Given information ▸
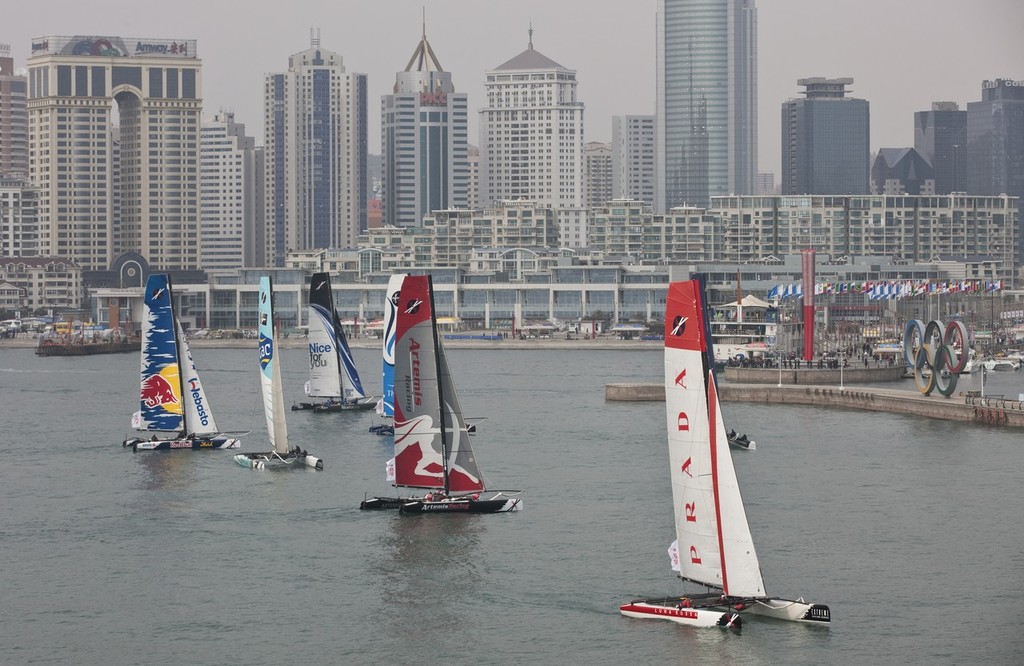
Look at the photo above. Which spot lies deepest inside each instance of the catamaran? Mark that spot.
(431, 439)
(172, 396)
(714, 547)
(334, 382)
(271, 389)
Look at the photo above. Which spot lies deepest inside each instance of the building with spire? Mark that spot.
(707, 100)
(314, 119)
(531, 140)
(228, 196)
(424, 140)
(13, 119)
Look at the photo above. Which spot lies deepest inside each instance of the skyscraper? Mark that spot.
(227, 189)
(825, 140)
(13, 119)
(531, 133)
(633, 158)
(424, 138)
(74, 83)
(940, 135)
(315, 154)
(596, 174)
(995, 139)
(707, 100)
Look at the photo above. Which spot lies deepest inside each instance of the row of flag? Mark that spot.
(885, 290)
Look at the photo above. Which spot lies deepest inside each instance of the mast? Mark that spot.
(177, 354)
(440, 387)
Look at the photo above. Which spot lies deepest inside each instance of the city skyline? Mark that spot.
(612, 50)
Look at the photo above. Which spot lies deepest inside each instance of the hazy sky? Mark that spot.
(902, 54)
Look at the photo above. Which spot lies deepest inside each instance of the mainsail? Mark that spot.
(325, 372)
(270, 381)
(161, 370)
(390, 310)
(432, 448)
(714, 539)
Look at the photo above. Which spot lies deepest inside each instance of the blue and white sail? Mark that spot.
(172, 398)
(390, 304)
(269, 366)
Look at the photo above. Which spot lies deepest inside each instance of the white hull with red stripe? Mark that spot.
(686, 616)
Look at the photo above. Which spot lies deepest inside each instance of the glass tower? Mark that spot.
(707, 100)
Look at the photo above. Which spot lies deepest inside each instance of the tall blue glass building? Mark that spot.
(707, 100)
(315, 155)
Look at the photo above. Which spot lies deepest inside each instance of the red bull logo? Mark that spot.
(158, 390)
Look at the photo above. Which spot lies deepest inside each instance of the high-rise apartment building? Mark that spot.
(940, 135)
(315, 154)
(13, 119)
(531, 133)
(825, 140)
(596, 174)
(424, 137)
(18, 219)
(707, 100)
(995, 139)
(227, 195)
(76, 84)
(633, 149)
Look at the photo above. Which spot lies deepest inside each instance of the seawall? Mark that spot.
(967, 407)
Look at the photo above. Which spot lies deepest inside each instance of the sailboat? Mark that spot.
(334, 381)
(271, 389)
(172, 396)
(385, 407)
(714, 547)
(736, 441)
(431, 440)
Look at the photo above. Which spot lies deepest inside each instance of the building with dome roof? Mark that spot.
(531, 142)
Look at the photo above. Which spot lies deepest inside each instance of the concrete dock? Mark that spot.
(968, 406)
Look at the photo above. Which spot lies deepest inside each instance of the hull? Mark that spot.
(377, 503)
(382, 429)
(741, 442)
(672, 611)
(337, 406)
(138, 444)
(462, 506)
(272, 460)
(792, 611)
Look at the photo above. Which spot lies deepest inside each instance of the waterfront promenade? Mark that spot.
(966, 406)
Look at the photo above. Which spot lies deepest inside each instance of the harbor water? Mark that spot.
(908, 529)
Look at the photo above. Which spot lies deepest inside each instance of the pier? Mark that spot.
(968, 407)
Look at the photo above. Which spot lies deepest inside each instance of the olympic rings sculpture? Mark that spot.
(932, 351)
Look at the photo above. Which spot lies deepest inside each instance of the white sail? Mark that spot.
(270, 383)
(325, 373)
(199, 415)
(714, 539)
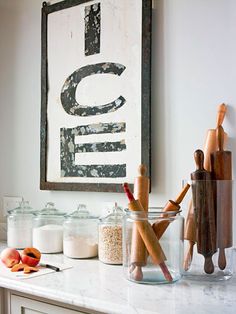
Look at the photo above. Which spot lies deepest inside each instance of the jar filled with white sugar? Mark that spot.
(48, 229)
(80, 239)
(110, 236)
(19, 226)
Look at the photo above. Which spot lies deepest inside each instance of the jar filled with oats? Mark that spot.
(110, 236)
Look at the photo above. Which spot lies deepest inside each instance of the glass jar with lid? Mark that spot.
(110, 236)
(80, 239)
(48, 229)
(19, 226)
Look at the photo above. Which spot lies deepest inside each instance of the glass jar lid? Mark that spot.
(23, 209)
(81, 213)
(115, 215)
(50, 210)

Task details ▸ Rewrite every line of the records above, from the line with "sugar? Mark that spot." up to and including the last line, and add -126 to each coordinate in the answers.

Expected answer ▸
Look at the photo above. Which spot lies deepest inside each instance of the jar filled with white sugar? Mark that spot.
(-78, 103)
(-46, 113)
(-16, 110)
(-107, 100)
Look at the photo above. Which spot lies deepest inside each instance of the jar filled with oats? Mark that spot.
(-16, 110)
Look at the photo above. Which spot lies deepest inside each instance of the glass jar with lid? Mark that spot.
(-16, 110)
(-46, 113)
(-78, 103)
(-107, 100)
Look at the photo above. Which spot lies deepest inside each instance of the glass jar lid? Mark that spot.
(-103, 83)
(-45, 87)
(-11, 89)
(-76, 84)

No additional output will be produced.